■ What the task requires
Retype the entries in full, exactly.

Text-to-region grounding data
* * * *
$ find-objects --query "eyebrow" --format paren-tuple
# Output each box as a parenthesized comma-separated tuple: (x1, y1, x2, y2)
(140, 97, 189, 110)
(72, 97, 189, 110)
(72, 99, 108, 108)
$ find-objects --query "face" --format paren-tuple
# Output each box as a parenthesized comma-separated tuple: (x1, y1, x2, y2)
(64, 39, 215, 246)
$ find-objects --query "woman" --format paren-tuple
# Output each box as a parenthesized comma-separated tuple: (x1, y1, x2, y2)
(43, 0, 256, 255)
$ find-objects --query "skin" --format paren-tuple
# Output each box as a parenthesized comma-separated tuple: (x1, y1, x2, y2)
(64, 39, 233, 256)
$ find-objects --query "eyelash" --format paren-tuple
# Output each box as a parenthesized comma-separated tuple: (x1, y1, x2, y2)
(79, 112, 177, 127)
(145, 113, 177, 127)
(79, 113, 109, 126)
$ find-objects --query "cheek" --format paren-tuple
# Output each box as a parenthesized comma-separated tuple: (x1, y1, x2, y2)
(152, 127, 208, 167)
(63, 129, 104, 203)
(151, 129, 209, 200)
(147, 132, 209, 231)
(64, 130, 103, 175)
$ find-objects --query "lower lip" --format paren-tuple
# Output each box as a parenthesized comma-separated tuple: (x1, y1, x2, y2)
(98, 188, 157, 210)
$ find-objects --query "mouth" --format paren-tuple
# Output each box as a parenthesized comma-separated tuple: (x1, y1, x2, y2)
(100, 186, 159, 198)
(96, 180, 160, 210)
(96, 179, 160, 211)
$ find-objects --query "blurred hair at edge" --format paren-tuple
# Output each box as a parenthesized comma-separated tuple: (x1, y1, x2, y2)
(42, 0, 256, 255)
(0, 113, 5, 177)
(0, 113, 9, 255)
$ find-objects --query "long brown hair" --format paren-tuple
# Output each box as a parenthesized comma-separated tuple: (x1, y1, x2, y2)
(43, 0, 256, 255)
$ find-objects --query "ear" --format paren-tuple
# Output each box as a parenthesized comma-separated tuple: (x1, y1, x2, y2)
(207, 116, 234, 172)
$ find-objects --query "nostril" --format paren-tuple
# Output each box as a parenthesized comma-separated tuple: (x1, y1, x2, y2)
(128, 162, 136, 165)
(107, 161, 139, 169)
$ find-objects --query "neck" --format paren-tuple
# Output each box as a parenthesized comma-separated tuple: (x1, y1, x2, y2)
* * * *
■ Solution
$ find-objects --query "eyebrow" --format paren-tuple
# Output each box as a parenthesized comma-separated tuple: (x1, y1, x2, y2)
(140, 97, 189, 110)
(72, 97, 189, 110)
(72, 99, 108, 108)
$ find-objects --query "face" --format paren-tuple
# Output each box as a parenthesized comma-separated tuple: (x1, y1, x2, y2)
(64, 39, 215, 246)
$ find-objects --query "woman" --format paren-tuple
# Output each box as a parenthesized comma-separated tuple: (x1, y1, x2, y2)
(43, 0, 256, 255)
$ find-objects --query "skin" --format paren-tuple
# Output each box as a parenthesized comma-separated tuple: (x1, y1, x2, y2)
(64, 39, 233, 256)
$ find-objects --query "eyelash" --format paren-tuple
# Output each box as a parenthesized comma-separated tuple: (x1, y1, x2, y2)
(79, 112, 177, 127)
(145, 113, 177, 127)
(79, 113, 109, 126)
$ find-objects --query "cheek" --format paren-tuple
# Output each box as a parenthesized comma-separated tuple: (x1, y1, x2, y2)
(152, 127, 208, 167)
(63, 129, 104, 203)
(151, 129, 209, 200)
(147, 132, 209, 231)
(64, 130, 103, 175)
$ find-objects --query "lower lip" --format paren-tuple
# Output each box as a parenthesized comma-separated tuple: (x1, y1, x2, y2)
(98, 188, 157, 210)
$ find-objects --query "mouth" --format paren-tuple
# Output each box as a parenthesized comma-separated tuple: (x1, y1, x2, y2)
(100, 186, 159, 198)
(96, 180, 160, 210)
(96, 179, 160, 211)
$ find-objects --query "blurred hair at edge" --format paren-tuple
# Output each box as a parenthesized comma-separated tuple: (x1, y1, x2, y2)
(42, 0, 256, 255)
(0, 113, 5, 177)
(0, 113, 9, 255)
$ find-objects --query "long brown hair" --format paren-tuple
# Output each box as a parenthesized comma-separated tuple: (x1, y1, x2, y2)
(43, 0, 256, 255)
$ find-objects --query "ear" --format paren-tuple
# Output each box as a parenthesized comma-separated tuple: (x1, y1, x2, y2)
(207, 116, 234, 172)
$ find-objects --query "nostril" --format paren-tuple
# Output each box as a parenthesized comma-separated tuple: (x1, y1, x2, y2)
(128, 162, 136, 165)
(107, 161, 139, 169)
$ find-objects --query "neck" --format paren-tuple
# Output each box as a parenthesized comma-separated tuple: (x1, y1, x2, y2)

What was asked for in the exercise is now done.